前記収納室内に、前記雄型係止部材と前記雌型係止部材との連結時に、前記雄型係止部材の外周面に圧接して雄型係止部材の抜けを抑制する抜止部材を設けた連結具を使用し、
前記雌型連結部材を、連結すべき一方のコンクリート部材に固設し、前記雄型連結部材を連結すべき他方のコンクリート部材に固設したことを特徴とするコンクリート部材の連結装置である。
【0013】
請求項6記載の発明は、雌型連結部材と雄型連結部材とからなり、
前記雌型連結部材の内部に先端部が開口する収納室を設け、該収納室内に、先端側から奥部側に向って内径が徐々に拡径する係止部を内面側に形成した雌型係止部材を設けるとともに、
前記雄型連結部材の先部に、先部から奥部に向かって縮径する係止部を外面に形成した雄型係止部材を設け、
前記雌型係止部材間に前記雄型係止部材を挿入することにより、前記雌型係止部材により構成される係止穴が拡径した後に、付勢手段により前記係止穴が縮径し前記雌型係止部材の係止部と、前記雄型係止部材の係止部とが係合するようにし、
前記収納室内に、前記雄型係止部材と前記雌型係止部材との連結時に、前記雄型係止部材の外周面に圧接して雄型係止部材の抜けを抑制する抜止部材を設けた連結具を使用し、
前記雌型連結部材を、連結すべき一方のコンクリート部材に固設し、前記雄型連結部材を連結すべき他方のコンクリート部材に固設したことを特徴とするコンクリート部材の連結装置である。

**位置特定項目:**
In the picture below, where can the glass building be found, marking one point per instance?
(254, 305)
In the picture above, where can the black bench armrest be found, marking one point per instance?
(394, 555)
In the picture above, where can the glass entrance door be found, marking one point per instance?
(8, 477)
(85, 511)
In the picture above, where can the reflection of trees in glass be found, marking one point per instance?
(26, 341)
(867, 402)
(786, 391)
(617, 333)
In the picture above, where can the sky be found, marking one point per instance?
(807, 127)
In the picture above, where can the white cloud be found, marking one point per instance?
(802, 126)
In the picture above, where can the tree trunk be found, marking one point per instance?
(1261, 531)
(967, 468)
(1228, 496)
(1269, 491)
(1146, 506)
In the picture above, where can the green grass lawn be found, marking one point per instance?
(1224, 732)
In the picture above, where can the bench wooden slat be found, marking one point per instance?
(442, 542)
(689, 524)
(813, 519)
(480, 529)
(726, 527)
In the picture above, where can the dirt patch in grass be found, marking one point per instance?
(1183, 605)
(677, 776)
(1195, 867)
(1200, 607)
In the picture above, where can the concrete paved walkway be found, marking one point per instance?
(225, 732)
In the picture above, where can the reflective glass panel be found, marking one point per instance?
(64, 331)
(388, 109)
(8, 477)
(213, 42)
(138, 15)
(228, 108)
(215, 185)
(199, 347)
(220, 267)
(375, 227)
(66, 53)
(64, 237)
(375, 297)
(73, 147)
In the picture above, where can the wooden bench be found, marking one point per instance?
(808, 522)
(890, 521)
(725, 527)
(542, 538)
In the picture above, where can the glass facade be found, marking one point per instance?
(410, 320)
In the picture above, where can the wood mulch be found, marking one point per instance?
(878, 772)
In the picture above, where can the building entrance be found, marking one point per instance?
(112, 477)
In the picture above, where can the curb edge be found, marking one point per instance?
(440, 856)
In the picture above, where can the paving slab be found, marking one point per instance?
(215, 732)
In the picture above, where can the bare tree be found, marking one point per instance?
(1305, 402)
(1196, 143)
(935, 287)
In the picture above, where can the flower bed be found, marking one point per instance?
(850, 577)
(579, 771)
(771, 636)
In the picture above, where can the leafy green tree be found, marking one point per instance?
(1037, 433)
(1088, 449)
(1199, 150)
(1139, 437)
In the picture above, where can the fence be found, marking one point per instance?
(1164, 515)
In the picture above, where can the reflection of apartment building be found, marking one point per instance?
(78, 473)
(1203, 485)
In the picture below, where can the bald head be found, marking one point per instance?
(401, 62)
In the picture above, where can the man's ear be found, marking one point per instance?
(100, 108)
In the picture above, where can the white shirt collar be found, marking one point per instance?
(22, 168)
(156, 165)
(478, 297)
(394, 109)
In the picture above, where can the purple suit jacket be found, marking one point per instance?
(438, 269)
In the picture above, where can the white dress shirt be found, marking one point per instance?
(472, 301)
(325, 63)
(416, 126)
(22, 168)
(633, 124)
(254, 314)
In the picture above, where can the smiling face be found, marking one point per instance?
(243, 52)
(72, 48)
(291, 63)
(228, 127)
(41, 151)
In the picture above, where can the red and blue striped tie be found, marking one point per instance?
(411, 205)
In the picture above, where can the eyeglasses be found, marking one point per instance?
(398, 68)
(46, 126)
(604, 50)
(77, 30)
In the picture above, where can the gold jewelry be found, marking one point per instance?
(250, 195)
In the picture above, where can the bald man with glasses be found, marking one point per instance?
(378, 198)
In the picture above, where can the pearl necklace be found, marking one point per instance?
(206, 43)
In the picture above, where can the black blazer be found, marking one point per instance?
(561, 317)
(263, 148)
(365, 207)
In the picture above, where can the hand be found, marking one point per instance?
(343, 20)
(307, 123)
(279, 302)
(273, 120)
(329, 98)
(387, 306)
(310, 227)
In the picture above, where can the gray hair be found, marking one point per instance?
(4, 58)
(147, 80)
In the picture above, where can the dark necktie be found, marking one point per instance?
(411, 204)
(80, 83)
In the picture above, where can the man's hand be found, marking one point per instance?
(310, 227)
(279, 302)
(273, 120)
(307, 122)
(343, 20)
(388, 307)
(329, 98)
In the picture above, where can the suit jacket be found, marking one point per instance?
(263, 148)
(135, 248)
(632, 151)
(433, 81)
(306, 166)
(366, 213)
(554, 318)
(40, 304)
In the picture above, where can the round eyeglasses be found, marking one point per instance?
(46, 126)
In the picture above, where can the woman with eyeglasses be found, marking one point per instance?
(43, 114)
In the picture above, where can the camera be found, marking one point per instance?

**課題内容:** 本文のうち「請求項6記載の発明は」で始まる段落を、主要な事実を保ったまま簡潔な箇条書きに改めてください。 このデータは本文とは別の出典から取得したものです。

**模範解答:**
・請求項6記載の発明は、雌型連結部材と雄型連結部材とからなるコンクリート部材の連結装置である。
・雌型連結部材の内部に、先端部が開口する収納室を設ける。
・収納室内には雌型係止部材を設け、その内面側に、先端側から奥部側に向かって内径が徐々に拡径する係止部を形成する。
・雄型連結部材の先部には雄型係止部材を設け、その外面に、先部から奥部に向かって縮径する係止部を形成する。
・雌型係止部材間に雄型係止部材を挿入すると、雌型係止部材により構成される係止穴がいったん拡径する。その後、付勢手段により縮径し、双方の係止部が係合する。
・収納室内に抜止部材を設けた連結具を使用する。抜止部材は、連結時に雄型係止部材の外周面に圧接し、その抜けを抑制する。
・雌型連結部材は連結すべき一方のコンクリート部材に、雄型連結部材は他方のコンクリート部材に固設する。